* _Activity_
Nothing but the lines from the one including "the white plantation" through the last line of the entries, restated exactly, should appear in the answer; omit the pictures.

* _Records provided_

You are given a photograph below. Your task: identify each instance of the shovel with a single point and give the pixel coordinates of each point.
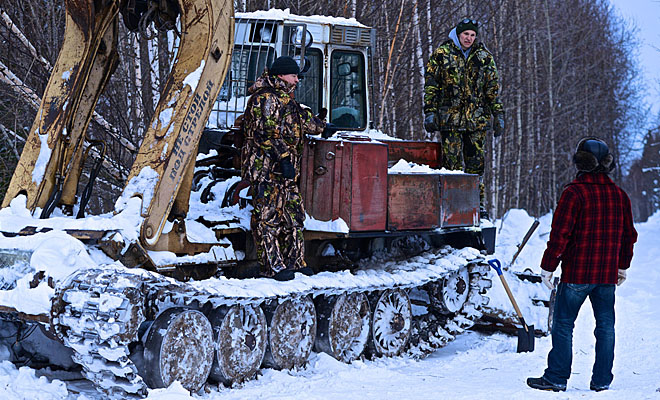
(526, 333)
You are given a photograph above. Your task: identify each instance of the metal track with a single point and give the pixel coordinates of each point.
(433, 330)
(98, 314)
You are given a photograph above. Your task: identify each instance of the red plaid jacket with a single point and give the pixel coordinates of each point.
(592, 231)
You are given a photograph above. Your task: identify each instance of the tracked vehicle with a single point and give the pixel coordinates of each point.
(163, 289)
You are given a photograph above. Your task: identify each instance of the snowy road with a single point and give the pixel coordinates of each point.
(475, 366)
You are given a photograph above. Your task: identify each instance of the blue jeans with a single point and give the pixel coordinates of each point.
(570, 297)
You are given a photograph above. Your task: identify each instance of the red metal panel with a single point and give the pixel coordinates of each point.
(369, 186)
(347, 180)
(413, 201)
(425, 153)
(460, 200)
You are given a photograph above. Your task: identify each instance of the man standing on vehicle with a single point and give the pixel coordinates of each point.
(461, 93)
(275, 125)
(592, 236)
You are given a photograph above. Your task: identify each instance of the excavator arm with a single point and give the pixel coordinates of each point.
(49, 168)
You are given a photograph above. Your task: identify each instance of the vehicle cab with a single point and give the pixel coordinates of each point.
(333, 54)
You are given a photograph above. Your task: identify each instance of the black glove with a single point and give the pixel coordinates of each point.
(430, 122)
(329, 130)
(323, 112)
(287, 169)
(499, 124)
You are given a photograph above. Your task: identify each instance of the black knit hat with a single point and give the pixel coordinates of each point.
(283, 66)
(593, 155)
(467, 24)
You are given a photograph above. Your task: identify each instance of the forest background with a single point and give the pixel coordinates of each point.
(568, 69)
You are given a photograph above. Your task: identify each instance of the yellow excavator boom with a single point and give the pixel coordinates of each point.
(49, 168)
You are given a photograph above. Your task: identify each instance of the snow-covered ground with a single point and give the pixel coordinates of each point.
(475, 366)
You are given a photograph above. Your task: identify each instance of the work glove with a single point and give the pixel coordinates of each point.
(546, 278)
(622, 277)
(430, 122)
(329, 130)
(287, 169)
(499, 124)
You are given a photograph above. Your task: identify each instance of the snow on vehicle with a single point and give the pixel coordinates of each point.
(151, 294)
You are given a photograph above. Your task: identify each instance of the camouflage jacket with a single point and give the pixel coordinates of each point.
(275, 125)
(463, 93)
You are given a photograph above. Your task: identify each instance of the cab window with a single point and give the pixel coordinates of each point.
(308, 91)
(347, 90)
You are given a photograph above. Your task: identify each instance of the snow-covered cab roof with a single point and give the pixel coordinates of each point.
(324, 29)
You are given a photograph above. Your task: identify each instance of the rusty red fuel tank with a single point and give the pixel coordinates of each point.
(346, 179)
(429, 201)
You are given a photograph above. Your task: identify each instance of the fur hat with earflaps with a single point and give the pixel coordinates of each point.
(593, 155)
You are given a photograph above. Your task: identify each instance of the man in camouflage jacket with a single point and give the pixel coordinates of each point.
(275, 125)
(460, 95)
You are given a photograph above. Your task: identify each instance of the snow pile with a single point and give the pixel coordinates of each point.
(336, 225)
(23, 384)
(406, 167)
(17, 217)
(285, 15)
(55, 255)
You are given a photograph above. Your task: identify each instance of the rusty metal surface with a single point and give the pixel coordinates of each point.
(347, 180)
(424, 153)
(460, 200)
(413, 201)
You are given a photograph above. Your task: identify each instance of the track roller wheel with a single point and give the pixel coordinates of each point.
(343, 325)
(240, 336)
(178, 347)
(450, 295)
(291, 332)
(391, 323)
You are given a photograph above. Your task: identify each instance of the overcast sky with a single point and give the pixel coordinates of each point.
(646, 16)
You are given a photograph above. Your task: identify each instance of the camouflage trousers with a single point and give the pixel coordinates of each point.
(277, 224)
(464, 151)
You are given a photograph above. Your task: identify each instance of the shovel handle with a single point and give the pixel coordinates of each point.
(495, 263)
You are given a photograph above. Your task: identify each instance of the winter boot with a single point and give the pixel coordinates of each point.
(542, 384)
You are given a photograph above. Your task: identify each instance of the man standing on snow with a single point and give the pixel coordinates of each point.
(275, 125)
(460, 95)
(592, 236)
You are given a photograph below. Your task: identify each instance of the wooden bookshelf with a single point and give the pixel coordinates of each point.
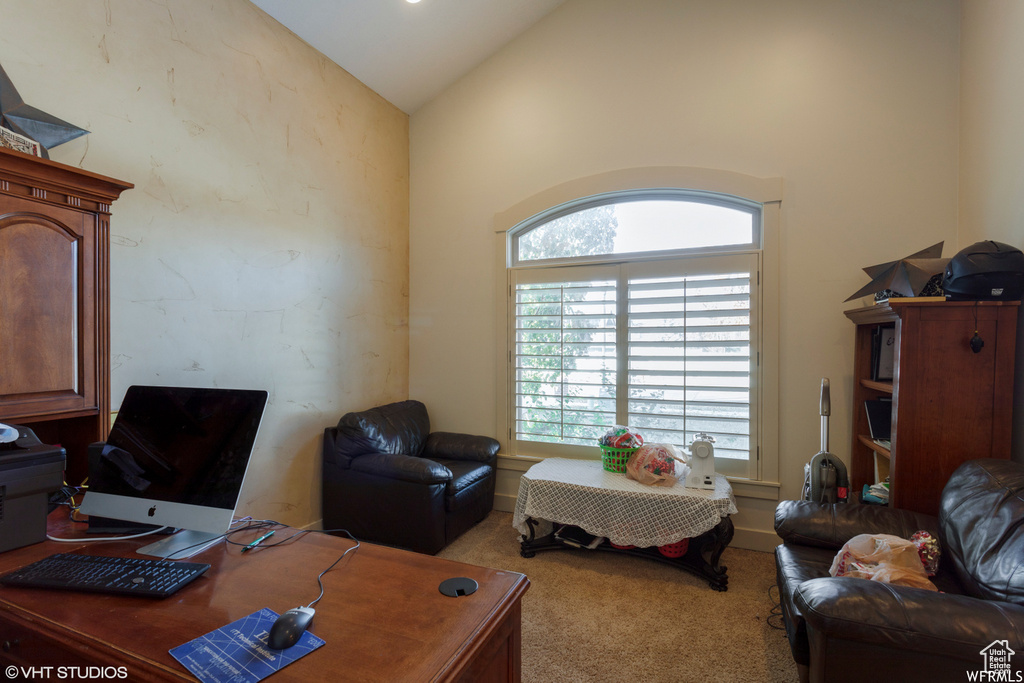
(948, 403)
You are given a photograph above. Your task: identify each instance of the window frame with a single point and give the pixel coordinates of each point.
(656, 182)
(621, 197)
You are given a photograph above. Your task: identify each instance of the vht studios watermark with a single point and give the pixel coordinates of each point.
(66, 673)
(996, 665)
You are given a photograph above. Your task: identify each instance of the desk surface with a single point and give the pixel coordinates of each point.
(382, 614)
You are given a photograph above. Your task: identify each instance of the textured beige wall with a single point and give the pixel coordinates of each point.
(854, 104)
(992, 143)
(265, 243)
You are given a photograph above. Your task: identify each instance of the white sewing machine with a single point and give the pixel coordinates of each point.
(701, 462)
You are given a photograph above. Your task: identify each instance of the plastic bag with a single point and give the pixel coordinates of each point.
(654, 465)
(881, 557)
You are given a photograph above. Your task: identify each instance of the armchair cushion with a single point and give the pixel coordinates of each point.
(982, 518)
(827, 525)
(397, 428)
(404, 468)
(448, 445)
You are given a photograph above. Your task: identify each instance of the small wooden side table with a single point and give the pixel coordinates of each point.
(633, 518)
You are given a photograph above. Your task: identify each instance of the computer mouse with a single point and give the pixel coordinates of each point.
(289, 628)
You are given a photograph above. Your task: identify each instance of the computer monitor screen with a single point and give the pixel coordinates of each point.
(175, 457)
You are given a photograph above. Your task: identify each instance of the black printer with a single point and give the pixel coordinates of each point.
(30, 471)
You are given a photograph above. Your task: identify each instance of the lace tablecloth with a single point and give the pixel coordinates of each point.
(607, 504)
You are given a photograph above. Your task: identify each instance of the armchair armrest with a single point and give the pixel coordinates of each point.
(906, 621)
(403, 468)
(830, 525)
(461, 446)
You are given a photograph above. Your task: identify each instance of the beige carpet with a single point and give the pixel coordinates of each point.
(592, 615)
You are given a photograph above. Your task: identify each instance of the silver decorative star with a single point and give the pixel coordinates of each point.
(48, 130)
(906, 275)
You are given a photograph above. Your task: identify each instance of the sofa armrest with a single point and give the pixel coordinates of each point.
(830, 525)
(403, 468)
(461, 446)
(905, 622)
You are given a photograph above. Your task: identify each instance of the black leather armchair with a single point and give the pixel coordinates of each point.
(388, 479)
(844, 629)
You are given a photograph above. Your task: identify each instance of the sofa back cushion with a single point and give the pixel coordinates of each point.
(396, 428)
(981, 524)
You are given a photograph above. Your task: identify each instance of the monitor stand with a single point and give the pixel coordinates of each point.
(182, 545)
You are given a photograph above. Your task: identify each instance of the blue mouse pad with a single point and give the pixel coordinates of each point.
(238, 652)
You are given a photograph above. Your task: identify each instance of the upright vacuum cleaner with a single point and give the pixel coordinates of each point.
(825, 478)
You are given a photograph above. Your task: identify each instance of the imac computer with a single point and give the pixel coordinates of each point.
(175, 457)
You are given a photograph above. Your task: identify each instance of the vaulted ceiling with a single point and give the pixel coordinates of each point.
(408, 52)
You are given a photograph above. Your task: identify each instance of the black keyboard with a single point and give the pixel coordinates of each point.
(119, 575)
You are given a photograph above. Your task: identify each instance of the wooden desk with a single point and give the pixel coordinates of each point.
(382, 614)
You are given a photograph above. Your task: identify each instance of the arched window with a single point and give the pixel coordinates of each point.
(641, 308)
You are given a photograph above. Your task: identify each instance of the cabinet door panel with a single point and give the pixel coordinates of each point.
(47, 292)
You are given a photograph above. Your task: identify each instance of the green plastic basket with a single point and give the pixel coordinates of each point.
(613, 460)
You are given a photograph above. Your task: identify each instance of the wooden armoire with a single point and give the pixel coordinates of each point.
(54, 302)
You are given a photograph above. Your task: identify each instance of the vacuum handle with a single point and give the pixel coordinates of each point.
(825, 412)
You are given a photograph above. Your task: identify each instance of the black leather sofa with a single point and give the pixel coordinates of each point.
(842, 629)
(388, 479)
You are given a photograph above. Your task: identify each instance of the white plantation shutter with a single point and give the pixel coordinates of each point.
(665, 346)
(691, 331)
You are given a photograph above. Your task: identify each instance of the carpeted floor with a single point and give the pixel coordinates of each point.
(599, 616)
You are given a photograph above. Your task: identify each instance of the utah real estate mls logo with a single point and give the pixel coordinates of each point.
(996, 664)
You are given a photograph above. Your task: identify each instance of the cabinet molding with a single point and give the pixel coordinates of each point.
(54, 298)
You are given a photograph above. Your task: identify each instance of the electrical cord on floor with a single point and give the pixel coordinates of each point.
(776, 610)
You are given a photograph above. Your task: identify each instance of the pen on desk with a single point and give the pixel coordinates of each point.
(258, 541)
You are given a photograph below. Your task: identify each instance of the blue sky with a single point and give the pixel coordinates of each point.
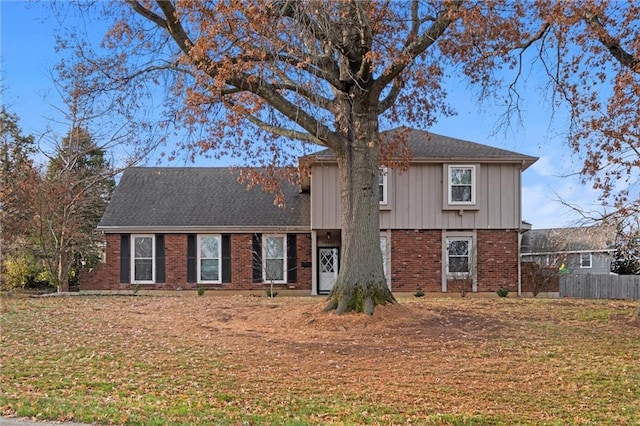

* _Solved problem_
You are given a photograph above. Your task: identify each instance of the white plantation shutter with a single point and give the pixel coordinates of each point.
(665, 346)
(691, 331)
You are given a photograph above. Your task: identify each instance of the carpeted floor with a single point and give the pixel coordinates of each point.
(599, 616)
You are given a photograph above. Your task: identify each instance of the utah real estate mls logo with a single point and give the pixel coordinates of each point.
(996, 664)
You are given a photograph above. Your task: identify each instance of the cabinet molding with a single point and give the pixel coordinates of each point.
(54, 298)
You are given a photograph above. Your task: identify each instance of the electrical cord on floor with a single point and give the pixel coordinates of each point.
(776, 610)
You are given a photograph above. Your task: identify each instance of the pen on desk with a single point and give the pixel coordinates of each point.
(258, 541)
You are given a photograph below. Your task: identify each instance of the blue sky with a single point and give the pixel coordinates of each point.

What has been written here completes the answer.